### Exercise instructions:
In the entries below, the lines from the one with "Target: tree" through the one with "Target: white cloud" are to be copied exactly; both ends count.

-- Material provided follows --

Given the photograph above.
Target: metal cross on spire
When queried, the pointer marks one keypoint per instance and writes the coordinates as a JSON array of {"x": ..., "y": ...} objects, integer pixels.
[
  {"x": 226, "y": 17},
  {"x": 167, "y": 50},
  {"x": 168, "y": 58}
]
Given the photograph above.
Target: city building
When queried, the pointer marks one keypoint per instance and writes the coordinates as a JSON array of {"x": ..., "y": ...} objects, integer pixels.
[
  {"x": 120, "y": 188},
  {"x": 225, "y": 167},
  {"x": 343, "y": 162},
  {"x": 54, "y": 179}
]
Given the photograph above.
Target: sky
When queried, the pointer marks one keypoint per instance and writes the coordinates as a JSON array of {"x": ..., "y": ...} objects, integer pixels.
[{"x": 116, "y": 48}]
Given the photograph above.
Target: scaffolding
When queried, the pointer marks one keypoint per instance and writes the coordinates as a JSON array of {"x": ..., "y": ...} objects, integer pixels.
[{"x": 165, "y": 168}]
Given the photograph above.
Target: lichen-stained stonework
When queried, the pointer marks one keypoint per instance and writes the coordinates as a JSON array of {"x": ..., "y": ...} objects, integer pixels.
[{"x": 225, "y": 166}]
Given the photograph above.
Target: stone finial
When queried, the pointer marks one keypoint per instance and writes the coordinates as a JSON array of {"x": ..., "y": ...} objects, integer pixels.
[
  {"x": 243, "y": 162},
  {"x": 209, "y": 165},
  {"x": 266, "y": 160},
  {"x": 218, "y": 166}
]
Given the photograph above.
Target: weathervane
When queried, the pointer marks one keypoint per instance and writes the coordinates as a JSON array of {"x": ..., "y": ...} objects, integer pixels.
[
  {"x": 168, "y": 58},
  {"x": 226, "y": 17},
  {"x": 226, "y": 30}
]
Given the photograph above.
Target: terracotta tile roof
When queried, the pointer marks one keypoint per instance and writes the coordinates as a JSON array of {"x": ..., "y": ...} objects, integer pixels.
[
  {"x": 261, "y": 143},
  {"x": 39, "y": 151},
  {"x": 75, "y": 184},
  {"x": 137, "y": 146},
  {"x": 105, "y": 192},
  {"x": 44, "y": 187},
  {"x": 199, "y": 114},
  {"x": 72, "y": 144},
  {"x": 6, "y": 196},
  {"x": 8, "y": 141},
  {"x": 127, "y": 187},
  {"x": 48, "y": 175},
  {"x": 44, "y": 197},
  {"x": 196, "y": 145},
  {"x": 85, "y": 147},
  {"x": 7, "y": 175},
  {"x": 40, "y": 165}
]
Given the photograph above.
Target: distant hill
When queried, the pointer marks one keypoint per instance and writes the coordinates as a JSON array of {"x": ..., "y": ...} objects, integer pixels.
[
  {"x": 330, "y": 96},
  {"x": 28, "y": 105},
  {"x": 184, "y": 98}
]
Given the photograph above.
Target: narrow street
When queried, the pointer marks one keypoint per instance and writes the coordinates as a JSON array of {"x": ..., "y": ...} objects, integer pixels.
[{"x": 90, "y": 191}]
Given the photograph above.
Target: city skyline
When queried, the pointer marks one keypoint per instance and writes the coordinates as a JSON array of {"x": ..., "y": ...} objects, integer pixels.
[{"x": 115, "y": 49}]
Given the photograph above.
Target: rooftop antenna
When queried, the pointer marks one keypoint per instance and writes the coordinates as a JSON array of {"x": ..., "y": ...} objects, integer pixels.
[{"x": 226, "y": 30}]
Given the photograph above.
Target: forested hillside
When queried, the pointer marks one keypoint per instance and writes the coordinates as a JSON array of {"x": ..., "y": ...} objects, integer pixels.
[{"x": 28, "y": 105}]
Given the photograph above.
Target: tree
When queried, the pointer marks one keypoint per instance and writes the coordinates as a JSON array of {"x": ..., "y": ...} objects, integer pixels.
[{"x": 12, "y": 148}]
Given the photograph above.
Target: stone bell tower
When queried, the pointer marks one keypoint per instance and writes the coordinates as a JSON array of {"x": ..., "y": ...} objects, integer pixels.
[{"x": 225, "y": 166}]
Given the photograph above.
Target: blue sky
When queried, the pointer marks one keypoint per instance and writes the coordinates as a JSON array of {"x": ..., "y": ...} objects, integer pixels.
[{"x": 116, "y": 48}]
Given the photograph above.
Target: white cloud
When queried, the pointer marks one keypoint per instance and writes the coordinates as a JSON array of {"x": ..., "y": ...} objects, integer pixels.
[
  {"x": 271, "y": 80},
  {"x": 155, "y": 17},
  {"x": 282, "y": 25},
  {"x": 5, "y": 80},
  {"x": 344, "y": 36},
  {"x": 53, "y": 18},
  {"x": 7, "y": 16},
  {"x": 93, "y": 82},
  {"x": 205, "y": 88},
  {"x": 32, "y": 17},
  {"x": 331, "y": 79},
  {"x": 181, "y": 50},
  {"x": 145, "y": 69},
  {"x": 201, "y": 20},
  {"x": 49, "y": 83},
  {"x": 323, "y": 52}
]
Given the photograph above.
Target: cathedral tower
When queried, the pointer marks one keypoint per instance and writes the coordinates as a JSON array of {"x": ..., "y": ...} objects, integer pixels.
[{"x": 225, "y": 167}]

-- Material provided concluded --
-- Material provided follows --

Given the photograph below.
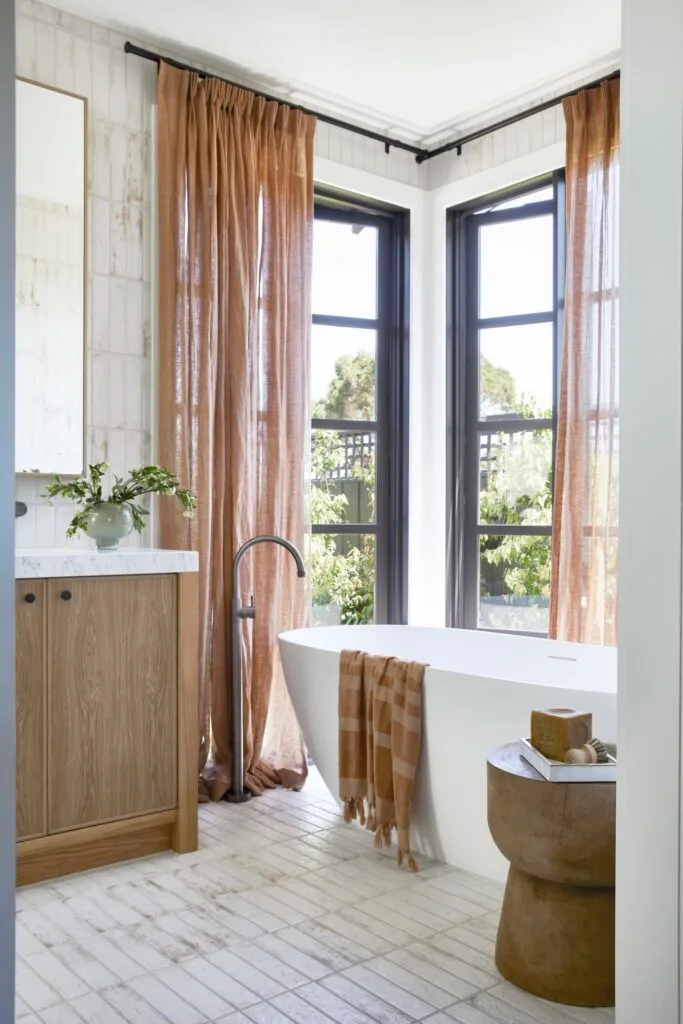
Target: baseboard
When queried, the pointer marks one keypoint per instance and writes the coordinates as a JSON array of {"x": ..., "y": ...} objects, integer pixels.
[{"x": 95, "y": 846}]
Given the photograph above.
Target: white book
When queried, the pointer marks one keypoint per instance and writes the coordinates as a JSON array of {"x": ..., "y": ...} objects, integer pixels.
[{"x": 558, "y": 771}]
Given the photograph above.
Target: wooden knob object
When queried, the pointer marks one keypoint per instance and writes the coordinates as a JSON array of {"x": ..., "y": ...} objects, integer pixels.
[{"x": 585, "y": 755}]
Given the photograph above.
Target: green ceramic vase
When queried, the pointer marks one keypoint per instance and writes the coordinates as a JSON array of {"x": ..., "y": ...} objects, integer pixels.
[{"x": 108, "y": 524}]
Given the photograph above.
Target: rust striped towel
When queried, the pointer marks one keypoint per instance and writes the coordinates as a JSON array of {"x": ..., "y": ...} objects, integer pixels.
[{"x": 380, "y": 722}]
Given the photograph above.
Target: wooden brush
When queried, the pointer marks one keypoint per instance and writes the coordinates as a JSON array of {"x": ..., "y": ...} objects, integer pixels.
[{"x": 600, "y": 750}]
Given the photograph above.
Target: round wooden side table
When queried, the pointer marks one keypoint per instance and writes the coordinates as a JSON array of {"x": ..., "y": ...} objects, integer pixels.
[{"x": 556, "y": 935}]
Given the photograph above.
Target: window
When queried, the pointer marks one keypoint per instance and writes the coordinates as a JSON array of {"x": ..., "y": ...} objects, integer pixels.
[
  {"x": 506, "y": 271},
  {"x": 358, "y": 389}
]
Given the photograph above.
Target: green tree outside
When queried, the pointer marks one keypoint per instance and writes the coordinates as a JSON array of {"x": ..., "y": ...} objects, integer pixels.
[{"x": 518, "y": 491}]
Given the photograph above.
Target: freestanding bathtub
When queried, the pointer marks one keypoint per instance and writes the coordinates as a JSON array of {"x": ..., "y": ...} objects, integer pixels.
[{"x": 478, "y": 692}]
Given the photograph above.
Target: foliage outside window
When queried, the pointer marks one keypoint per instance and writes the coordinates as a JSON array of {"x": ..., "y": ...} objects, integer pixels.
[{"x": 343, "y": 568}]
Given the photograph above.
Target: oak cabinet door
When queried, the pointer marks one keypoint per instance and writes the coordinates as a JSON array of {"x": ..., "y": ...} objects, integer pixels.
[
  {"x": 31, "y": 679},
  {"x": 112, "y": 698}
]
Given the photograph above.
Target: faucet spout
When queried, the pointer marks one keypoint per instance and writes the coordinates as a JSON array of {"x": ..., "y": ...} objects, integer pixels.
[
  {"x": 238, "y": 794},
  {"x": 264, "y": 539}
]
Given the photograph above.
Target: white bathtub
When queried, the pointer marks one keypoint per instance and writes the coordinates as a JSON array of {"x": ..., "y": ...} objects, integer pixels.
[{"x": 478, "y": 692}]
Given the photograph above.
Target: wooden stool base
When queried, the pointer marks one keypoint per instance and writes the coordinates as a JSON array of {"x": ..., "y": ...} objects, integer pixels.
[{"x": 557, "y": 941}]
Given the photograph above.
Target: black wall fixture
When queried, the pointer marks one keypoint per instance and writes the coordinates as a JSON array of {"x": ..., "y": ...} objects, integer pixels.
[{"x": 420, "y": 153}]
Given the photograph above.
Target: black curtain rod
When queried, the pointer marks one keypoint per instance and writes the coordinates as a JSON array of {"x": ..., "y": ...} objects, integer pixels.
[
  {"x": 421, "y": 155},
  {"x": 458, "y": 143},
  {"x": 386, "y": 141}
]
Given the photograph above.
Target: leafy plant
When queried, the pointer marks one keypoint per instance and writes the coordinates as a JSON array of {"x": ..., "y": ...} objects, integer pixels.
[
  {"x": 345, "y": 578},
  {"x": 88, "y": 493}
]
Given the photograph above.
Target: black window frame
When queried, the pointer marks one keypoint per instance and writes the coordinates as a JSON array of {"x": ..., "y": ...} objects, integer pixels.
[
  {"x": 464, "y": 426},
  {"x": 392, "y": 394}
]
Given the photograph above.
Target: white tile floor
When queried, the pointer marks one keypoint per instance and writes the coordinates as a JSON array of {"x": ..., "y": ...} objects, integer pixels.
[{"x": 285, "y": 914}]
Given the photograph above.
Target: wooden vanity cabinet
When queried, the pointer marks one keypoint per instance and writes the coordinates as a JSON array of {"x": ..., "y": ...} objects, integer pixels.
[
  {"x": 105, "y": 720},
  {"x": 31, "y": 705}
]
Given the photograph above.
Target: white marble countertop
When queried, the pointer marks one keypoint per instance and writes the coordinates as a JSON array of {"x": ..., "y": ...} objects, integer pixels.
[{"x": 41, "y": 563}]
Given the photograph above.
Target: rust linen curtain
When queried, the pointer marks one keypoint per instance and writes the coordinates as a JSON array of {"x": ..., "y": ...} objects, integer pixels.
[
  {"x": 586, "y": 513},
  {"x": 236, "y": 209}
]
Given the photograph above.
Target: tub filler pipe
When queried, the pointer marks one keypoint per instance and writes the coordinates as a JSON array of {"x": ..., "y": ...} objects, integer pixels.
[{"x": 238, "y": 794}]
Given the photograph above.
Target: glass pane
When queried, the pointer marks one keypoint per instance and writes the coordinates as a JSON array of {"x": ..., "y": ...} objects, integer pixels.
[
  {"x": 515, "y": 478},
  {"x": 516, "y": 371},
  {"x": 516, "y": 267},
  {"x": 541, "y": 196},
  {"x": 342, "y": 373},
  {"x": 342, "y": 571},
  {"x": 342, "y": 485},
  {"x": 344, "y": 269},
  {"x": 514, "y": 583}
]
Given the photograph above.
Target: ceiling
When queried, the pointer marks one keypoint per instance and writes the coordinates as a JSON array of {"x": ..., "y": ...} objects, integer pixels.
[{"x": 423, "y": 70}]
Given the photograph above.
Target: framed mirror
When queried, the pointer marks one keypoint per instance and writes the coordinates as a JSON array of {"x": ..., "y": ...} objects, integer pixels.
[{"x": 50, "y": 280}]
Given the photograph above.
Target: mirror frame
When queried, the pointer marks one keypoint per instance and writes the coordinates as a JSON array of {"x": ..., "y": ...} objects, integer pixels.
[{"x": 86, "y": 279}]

-- Material provided concluded --

### Result below:
Target: tree
When queried, the pointer marks one keypoint per instance and writes the coordinates as a JSON array of {"x": ..., "y": ...} objects, integer pixels.
[{"x": 12, "y": 148}]
Given the photograph above.
Target: stone bell tower
When queried, the pointer marks one keypoint per instance and writes the coordinates as a JSON array of {"x": ..., "y": ...} objects, integer pixels.
[{"x": 225, "y": 166}]
Given the photograph above.
Target: blue sky
When queried, the pointer marks one keypoint per instance and writes the coordinates as a JSON array of {"x": ..., "y": ...} objects, integer pixels.
[{"x": 116, "y": 48}]
Given the photograph above.
Target: white cloud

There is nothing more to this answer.